DATA PROVIDED:
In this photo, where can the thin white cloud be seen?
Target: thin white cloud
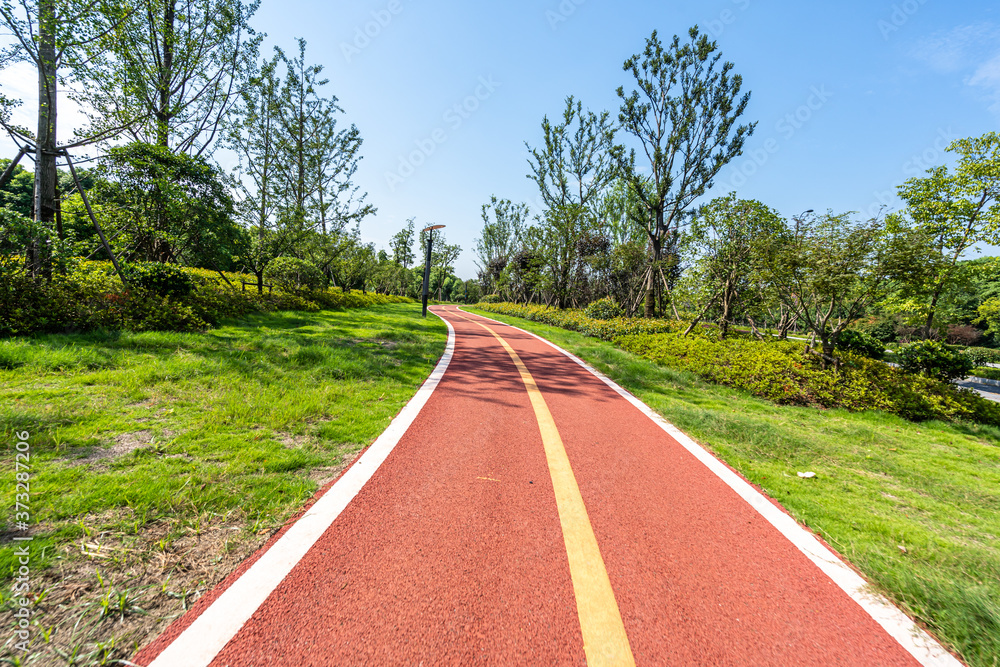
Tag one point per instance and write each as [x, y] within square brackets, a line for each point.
[969, 50]
[956, 49]
[987, 78]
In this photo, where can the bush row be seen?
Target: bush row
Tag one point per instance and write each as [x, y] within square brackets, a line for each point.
[777, 370]
[577, 320]
[162, 299]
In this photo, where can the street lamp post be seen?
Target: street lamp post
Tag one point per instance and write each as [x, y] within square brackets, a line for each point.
[427, 264]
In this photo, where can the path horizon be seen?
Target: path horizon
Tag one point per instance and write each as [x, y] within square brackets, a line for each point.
[523, 509]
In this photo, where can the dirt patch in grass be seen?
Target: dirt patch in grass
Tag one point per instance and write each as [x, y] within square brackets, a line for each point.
[112, 593]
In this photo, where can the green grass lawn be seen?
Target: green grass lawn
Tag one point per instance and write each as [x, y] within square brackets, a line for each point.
[159, 460]
[915, 507]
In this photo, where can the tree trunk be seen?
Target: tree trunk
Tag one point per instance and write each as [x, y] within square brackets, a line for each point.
[930, 315]
[45, 155]
[163, 115]
[650, 308]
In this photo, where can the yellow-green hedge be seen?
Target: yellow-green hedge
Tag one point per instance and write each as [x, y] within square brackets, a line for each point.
[775, 370]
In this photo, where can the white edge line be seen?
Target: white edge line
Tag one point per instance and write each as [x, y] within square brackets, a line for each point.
[924, 648]
[200, 642]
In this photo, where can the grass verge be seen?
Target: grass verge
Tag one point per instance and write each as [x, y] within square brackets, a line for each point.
[915, 507]
[159, 461]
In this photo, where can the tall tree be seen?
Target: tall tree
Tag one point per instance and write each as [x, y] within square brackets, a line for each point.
[683, 113]
[402, 245]
[320, 159]
[574, 164]
[64, 40]
[179, 67]
[728, 241]
[828, 270]
[957, 210]
[503, 226]
[254, 136]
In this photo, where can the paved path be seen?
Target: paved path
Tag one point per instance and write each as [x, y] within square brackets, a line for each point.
[530, 514]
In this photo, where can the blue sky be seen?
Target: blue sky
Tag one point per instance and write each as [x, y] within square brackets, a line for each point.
[852, 97]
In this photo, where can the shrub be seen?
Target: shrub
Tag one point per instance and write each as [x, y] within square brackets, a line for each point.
[989, 373]
[931, 359]
[576, 320]
[861, 343]
[981, 356]
[963, 334]
[776, 370]
[881, 329]
[779, 372]
[161, 279]
[604, 309]
[293, 275]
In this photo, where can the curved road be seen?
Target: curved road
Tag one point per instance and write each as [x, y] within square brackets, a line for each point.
[532, 515]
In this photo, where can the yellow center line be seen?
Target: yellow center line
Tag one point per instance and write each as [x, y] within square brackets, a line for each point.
[604, 638]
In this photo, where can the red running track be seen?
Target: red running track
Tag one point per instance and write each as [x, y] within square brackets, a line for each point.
[453, 552]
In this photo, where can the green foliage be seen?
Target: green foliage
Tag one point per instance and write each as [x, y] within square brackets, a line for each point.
[168, 207]
[877, 328]
[776, 370]
[860, 342]
[987, 372]
[91, 297]
[781, 373]
[293, 275]
[161, 279]
[688, 133]
[728, 242]
[934, 360]
[980, 356]
[604, 309]
[576, 320]
[955, 211]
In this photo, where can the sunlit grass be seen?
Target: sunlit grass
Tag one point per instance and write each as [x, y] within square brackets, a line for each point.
[179, 425]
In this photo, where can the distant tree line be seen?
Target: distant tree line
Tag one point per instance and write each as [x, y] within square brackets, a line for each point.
[621, 220]
[167, 84]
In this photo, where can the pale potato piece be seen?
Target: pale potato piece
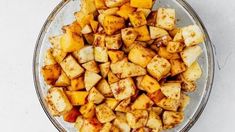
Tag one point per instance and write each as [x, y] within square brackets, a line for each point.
[104, 114]
[190, 54]
[91, 79]
[166, 18]
[137, 118]
[171, 90]
[71, 67]
[123, 89]
[192, 35]
[95, 96]
[171, 119]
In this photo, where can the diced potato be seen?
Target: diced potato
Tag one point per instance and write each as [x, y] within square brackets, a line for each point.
[149, 84]
[111, 103]
[121, 122]
[167, 55]
[193, 72]
[137, 19]
[63, 80]
[99, 40]
[88, 110]
[166, 18]
[129, 35]
[137, 118]
[123, 89]
[77, 84]
[154, 121]
[72, 115]
[190, 54]
[104, 114]
[115, 56]
[113, 24]
[95, 96]
[113, 42]
[123, 106]
[112, 78]
[101, 54]
[57, 101]
[156, 32]
[142, 103]
[192, 35]
[171, 90]
[71, 67]
[171, 119]
[77, 97]
[142, 3]
[91, 66]
[51, 73]
[159, 67]
[70, 42]
[104, 88]
[143, 33]
[104, 69]
[124, 10]
[91, 79]
[140, 55]
[177, 67]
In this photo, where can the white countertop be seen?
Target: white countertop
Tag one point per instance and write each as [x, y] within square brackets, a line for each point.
[20, 23]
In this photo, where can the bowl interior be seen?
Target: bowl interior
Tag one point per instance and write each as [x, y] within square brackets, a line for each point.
[63, 15]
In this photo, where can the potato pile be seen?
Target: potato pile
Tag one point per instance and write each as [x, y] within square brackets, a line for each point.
[121, 67]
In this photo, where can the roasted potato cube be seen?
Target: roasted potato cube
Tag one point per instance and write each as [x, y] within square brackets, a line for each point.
[95, 96]
[104, 114]
[101, 54]
[140, 55]
[63, 80]
[51, 73]
[149, 84]
[72, 115]
[137, 118]
[104, 69]
[193, 72]
[91, 79]
[77, 84]
[91, 66]
[57, 101]
[129, 35]
[143, 33]
[166, 18]
[121, 122]
[104, 88]
[142, 103]
[137, 19]
[71, 67]
[124, 10]
[177, 67]
[142, 3]
[171, 119]
[159, 67]
[99, 40]
[113, 42]
[171, 90]
[123, 89]
[88, 110]
[113, 24]
[77, 97]
[192, 35]
[111, 103]
[190, 54]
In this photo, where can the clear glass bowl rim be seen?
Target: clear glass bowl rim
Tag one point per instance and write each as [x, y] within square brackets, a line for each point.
[185, 5]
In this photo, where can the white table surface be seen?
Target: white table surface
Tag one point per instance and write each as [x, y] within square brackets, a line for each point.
[20, 23]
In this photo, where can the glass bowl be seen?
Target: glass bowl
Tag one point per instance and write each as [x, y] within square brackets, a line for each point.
[63, 15]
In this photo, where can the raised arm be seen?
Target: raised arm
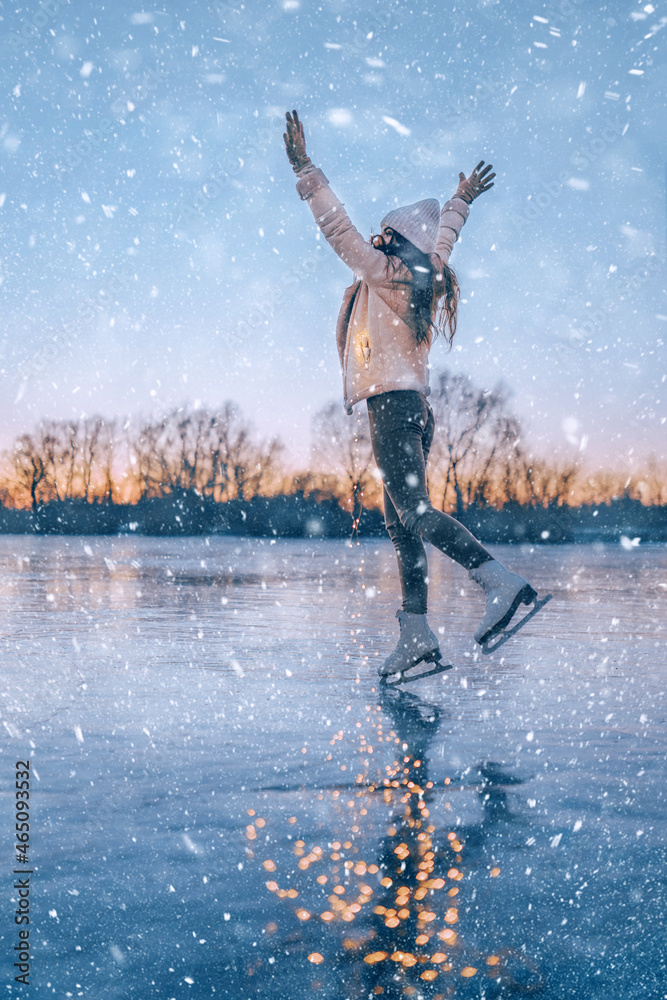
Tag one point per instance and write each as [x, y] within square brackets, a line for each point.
[328, 211]
[455, 212]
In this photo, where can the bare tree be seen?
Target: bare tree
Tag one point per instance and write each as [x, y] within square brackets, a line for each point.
[342, 447]
[29, 469]
[475, 442]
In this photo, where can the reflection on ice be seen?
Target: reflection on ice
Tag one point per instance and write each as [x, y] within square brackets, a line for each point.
[395, 913]
[229, 804]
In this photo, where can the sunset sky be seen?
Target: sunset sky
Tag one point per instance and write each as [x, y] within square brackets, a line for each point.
[126, 290]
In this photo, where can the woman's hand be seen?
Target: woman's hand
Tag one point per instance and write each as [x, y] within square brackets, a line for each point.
[479, 181]
[295, 142]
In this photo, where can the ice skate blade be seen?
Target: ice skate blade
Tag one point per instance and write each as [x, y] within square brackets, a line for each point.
[408, 675]
[501, 637]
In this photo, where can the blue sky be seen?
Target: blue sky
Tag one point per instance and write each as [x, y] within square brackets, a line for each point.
[154, 250]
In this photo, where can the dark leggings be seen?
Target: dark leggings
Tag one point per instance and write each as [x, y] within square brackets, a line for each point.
[402, 427]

EXERCISE INSTRUCTIONS:
If a line in the entries includes the word "grass", copy that line out.

EXERCISE ANSWER:
In this photo, where can the dirt patch in grass be seen?
Target: dirt patch in grass
In this photo, where can the green grass lawn be seen?
Target: green grass lawn
In this photo, where can the grass verge be seen?
Target: grass verge
In this photo, where can the sunlit grass be seen?
Target: sunlit grass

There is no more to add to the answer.